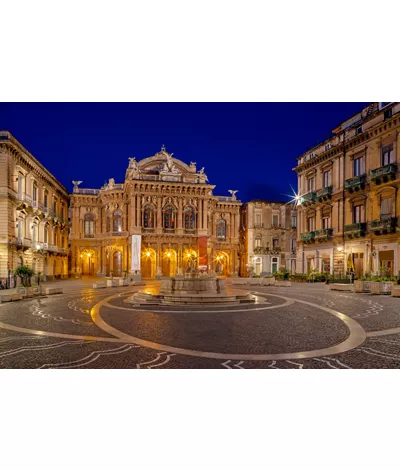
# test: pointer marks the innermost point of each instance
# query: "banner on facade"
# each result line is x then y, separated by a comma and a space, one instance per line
136, 251
202, 247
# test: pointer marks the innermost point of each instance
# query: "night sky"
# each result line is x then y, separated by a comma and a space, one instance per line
251, 147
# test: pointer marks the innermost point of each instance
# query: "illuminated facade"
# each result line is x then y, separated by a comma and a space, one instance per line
268, 237
162, 220
350, 200
34, 214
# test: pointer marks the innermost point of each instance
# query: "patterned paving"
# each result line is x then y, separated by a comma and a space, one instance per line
- - - - - - -
■ **GIVEN TASK**
Can you reproduce all of the records above with "innermost point" renamed to "deepest interior point" wherever it appears, keeping every other line unchanged and leaving out the pictures?

■ **FINAL ANSWER**
# test: pointer marks the deepest interior point of each instance
# query: "banner on facade"
# each result line is x then y, separated by a comma and a space, one instance per line
136, 251
202, 247
# test: pointer marks the deepest interior point of each instance
# query: "night sky"
# each result line is x then y, separated by a comma and a space, one instance per line
251, 147
# test: pointer marks the deepest interior point of each instance
# query: "illuminated facade"
# each result line is x then y, separated by a comma and a space, one instance per line
268, 237
162, 220
350, 200
34, 214
# test: pointer marks the deepest interior point of each instance
# query: "patterned paving"
# each result line is x then y, separated by a comma and a space, one instance per line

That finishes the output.